▶ _Goal_
Reproduce the listing below, changing every "pixel coordinates" to "image coordinates" and keeping everything else the same.

▶ _Stored records_

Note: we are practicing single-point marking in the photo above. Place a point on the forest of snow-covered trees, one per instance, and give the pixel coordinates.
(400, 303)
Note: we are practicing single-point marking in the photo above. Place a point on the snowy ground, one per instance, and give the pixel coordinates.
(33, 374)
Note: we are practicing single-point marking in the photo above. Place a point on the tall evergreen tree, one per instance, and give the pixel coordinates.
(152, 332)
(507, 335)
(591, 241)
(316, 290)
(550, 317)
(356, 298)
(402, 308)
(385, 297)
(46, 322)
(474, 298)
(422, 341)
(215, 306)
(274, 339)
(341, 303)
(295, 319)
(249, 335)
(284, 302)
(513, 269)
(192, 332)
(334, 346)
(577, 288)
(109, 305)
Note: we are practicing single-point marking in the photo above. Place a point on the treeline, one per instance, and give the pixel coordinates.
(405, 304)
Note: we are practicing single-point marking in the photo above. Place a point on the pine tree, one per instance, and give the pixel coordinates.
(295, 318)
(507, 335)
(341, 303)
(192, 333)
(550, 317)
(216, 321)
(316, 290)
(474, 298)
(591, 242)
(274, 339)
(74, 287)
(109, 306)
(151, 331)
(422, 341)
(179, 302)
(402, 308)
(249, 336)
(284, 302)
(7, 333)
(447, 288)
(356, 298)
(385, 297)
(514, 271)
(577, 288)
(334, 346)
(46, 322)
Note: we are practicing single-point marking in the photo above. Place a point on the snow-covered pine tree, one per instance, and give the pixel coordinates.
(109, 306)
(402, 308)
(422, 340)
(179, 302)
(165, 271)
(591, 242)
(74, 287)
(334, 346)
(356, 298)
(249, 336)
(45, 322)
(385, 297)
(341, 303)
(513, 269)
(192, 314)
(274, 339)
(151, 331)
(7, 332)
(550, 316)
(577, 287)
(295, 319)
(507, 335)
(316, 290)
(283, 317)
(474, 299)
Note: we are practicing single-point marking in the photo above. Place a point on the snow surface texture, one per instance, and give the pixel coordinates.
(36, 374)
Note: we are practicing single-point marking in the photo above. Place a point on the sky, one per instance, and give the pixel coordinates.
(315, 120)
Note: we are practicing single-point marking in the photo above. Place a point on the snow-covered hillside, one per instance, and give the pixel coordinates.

▶ _Solution for this exercise_
Note: we are practicing single-point marking in the photo above. Place a point on the forest of snow-covered trees, one per instance, and give the image coordinates.
(400, 303)
Note: we are practicing single-point marking in the photo above. Place a point on the snowy ground, one per instance, and give the image coordinates.
(33, 374)
Note: we are practicing single-point marking in the photo above. Place a point on the tall evergreen tree, one per instance, and give the image coordinates.
(152, 332)
(507, 335)
(591, 241)
(316, 290)
(550, 317)
(356, 298)
(402, 308)
(385, 297)
(46, 322)
(474, 298)
(422, 341)
(215, 306)
(274, 339)
(341, 303)
(295, 319)
(249, 335)
(284, 302)
(513, 269)
(192, 332)
(334, 346)
(577, 288)
(109, 305)
Note: we are practicing single-point marking in the photo above. Place a point on the treeline, one per instance, and give the image coordinates.
(405, 304)
Note: we are practicing single-point marking in the photo above. Place a point on the pine tree, one per instance, and give the image coordinates.
(295, 318)
(507, 335)
(341, 303)
(192, 333)
(550, 317)
(216, 321)
(316, 290)
(474, 298)
(591, 242)
(274, 339)
(74, 287)
(109, 306)
(151, 331)
(422, 341)
(179, 302)
(402, 308)
(249, 336)
(284, 302)
(7, 333)
(447, 288)
(356, 298)
(385, 297)
(514, 271)
(577, 288)
(334, 346)
(46, 322)
Note: we are practicing single-point marking in the photo above. Place a point on the snow-covered pine tree, one per instance, and give the image coordinates.
(109, 306)
(402, 308)
(422, 340)
(179, 302)
(165, 271)
(591, 242)
(74, 287)
(334, 346)
(356, 298)
(249, 336)
(45, 322)
(385, 297)
(341, 303)
(513, 269)
(192, 314)
(274, 339)
(151, 331)
(7, 332)
(550, 316)
(577, 287)
(295, 319)
(507, 335)
(316, 290)
(283, 317)
(474, 299)
Note: we are practicing single-point marking in the photo above. Place a point on the snow surface texture, one per instance, and give the image coordinates.
(36, 374)
Note: we are practicing single-point marking in the photo above. Place a point on the sky, one per instance, and give the image coordinates.
(315, 120)
Note: we are practicing single-point marking in the photo above. Place a point on the snow-covered hillside, one per instance, and give the image coordinates.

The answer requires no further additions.